START Reading passage
Article 21 protects life and personal liberty by requiring that any deprivation of liberty must follow a procedure established by law—a procedure that courts have read to mean fair, just and non-arbitrary. In the Arambai Tenggol cases, this means that membership, sympathy, or proximity to the organisation cannot substitute for individual evidence of unlawful conduct.
Article 22 requires that an arrested person be informed of the grounds of arrest, allowed to consult and be defended by a legal practitioner of his choice, and produced before the nearest magistrate within 24 hours, excluding travel time.
Article 14 requires equality before law. These safeguards matter most when the accused belongs to a controversial organisation and public pressure demands punishment.
END Reading passage
• Prompt a
In the passage on constitutional safeguards, within what time does Article 22 require an arrested person to be produced before the nearest magistrate?
The entries that follow are unrelated to the passage on constitutional safeguards.
START Records for this task
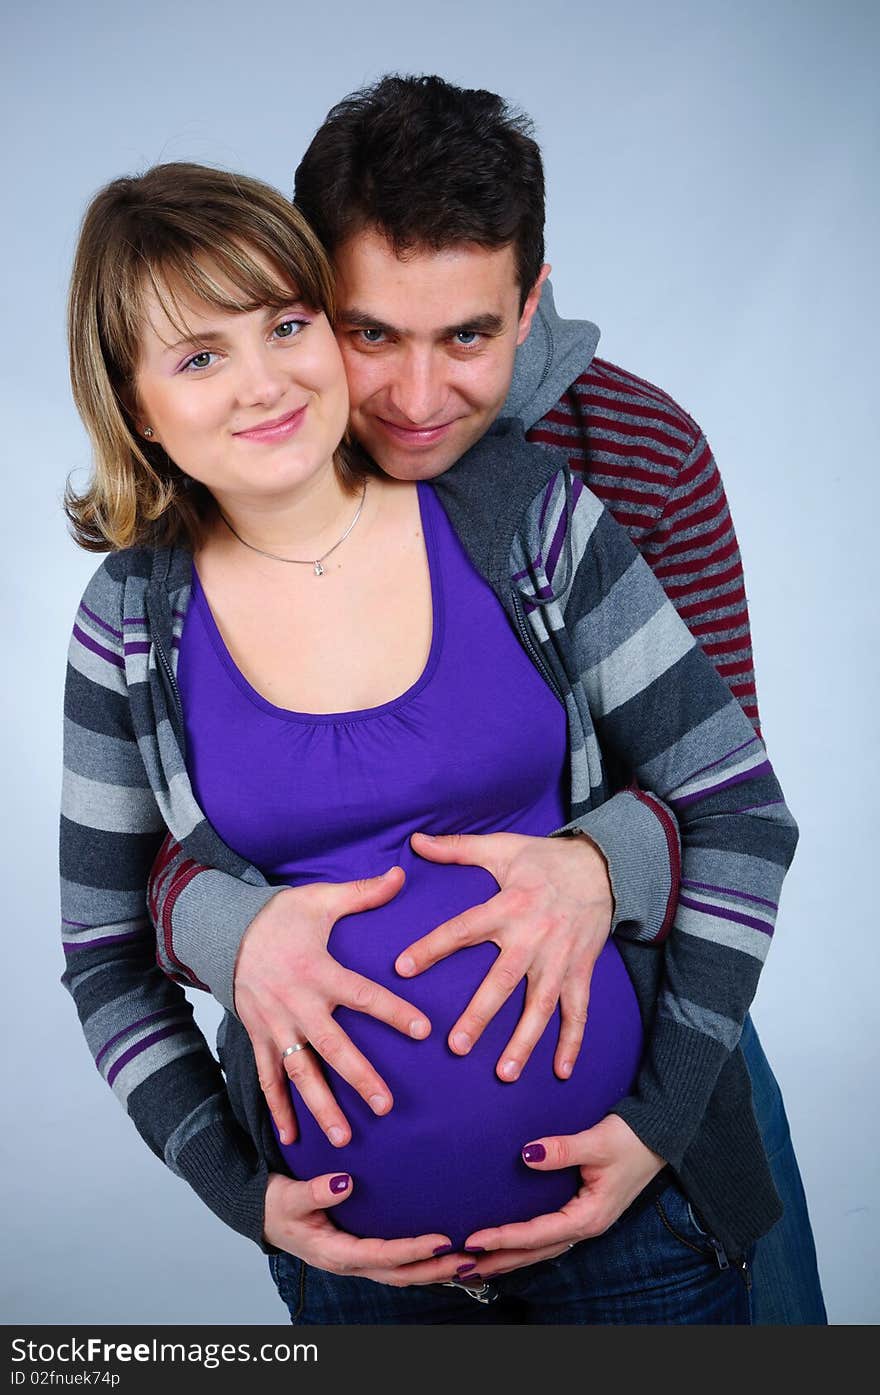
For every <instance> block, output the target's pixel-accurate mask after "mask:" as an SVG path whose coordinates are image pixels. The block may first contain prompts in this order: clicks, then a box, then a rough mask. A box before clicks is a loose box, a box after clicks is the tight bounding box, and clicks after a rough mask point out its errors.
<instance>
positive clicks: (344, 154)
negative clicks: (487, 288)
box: [293, 74, 544, 301]
mask: <svg viewBox="0 0 880 1395" xmlns="http://www.w3.org/2000/svg"><path fill="white" fill-rule="evenodd" d="M531 133H533V126H531V121H530V120H529V117H527V116H524V114H523V113H520V112H516V110H513V109H512V107H509V106H508V103H506V102H505V100H503V99H502V98H499V96H496V93H495V92H484V91H483V89H476V88H473V89H471V88H459V86H453V85H452V82H445V81H443V78H438V77H400V75H397V74H390V75H388V77H384V78H381V80H379V81H378V82H375V84H374V85H372V86H368V88H364V89H363V91H360V92H351V93H350V95H349V96H346V98H343V100H342V102H339V103H337V105H336V106H335V107H333V109H332V110H331V112H329V114H328V117H326V120H325V123H324V126H322V127H321V128H319V130H318V133H317V135H315V137H314V140H312V142H311V145H310V146H308V149H307V151H305V155H304V156H303V160H301V162H300V166H298V169H297V172H296V177H294V195H293V197H294V202H296V204H297V208H300V211H301V212H303V213H304V215H305V218H307V219H308V222H310V223H311V225H312V227H314V229H315V232H317V233H318V237H319V239H321V240H322V243H324V246H325V247H326V248H328V251H329V252H331V255H332V254H333V252H335V250H336V248H337V247H340V246H342V243H343V241H346V239H349V237H350V236H353V234H354V233H360V232H363V230H364V229H365V227H375V229H377V230H378V232H381V233H382V236H384V237H386V239H388V241H389V243H390V246H392V247H393V248H395V251H396V252H397V254H399V255H400V254H404V252H407V251H413V250H416V248H431V250H434V251H439V250H442V248H446V247H453V246H456V244H459V243H477V244H478V246H481V247H490V248H494V247H505V246H506V244H508V243H512V244H513V251H515V259H516V276H517V282H519V286H520V292H522V301H524V299H526V296H527V294H529V292H530V290H531V287H533V285H534V282H536V279H537V275H538V272H540V269H541V265H543V262H544V169H543V165H541V152H540V149H538V146H537V144H536V141H534V140H533V135H531Z"/></svg>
END Records for this task
• Prompt b
Echo the entries from their first line through the line containing "box: [293, 74, 544, 301]", including both ends, and omit the pictures.

• Output a
Within 24 hours, excluding travel time.

• Output b
For every <instance> block, output the target's pixel-accurate mask after "mask:" as an SVG path whose coordinates are image pixels. The block may first contain prompts in this order: clicks, then a box, then a rough mask. A box before clicks is a loose box, a box after clicks is the tight bounding box, and clicks after a rough mask point out its errors.
<instance>
positive clicks: (344, 154)
negative clicks: (487, 288)
box: [293, 74, 544, 301]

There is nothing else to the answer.